Exercise description:
Count the lines in the items below that contain the word "white", with uppercase and lowercase treated as different, and give only that number.

* * * *

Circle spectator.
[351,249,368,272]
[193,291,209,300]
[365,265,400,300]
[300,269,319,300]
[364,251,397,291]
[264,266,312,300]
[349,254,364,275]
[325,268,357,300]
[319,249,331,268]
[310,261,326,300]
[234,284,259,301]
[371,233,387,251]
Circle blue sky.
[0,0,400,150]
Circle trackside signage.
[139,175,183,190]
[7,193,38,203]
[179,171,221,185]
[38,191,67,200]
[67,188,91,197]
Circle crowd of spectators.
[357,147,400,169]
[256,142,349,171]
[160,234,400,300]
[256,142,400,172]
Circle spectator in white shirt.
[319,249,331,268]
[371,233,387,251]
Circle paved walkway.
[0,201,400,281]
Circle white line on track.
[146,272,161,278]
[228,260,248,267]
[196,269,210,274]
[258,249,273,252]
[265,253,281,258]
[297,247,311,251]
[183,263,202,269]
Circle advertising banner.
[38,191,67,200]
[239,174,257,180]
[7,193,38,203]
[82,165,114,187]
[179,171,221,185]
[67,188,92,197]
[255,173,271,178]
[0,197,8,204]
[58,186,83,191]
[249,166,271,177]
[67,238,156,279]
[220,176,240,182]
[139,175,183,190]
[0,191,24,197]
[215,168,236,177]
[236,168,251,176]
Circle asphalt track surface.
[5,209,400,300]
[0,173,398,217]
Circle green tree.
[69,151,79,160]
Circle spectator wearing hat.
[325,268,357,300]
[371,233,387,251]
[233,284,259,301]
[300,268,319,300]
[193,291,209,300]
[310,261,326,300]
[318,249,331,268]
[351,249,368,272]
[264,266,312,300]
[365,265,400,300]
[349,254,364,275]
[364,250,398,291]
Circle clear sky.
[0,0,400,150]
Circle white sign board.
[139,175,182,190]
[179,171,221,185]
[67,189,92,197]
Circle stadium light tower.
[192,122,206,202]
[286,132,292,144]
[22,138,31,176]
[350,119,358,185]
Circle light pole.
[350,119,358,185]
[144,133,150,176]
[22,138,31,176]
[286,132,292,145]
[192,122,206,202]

* * * *

Exercise response:
3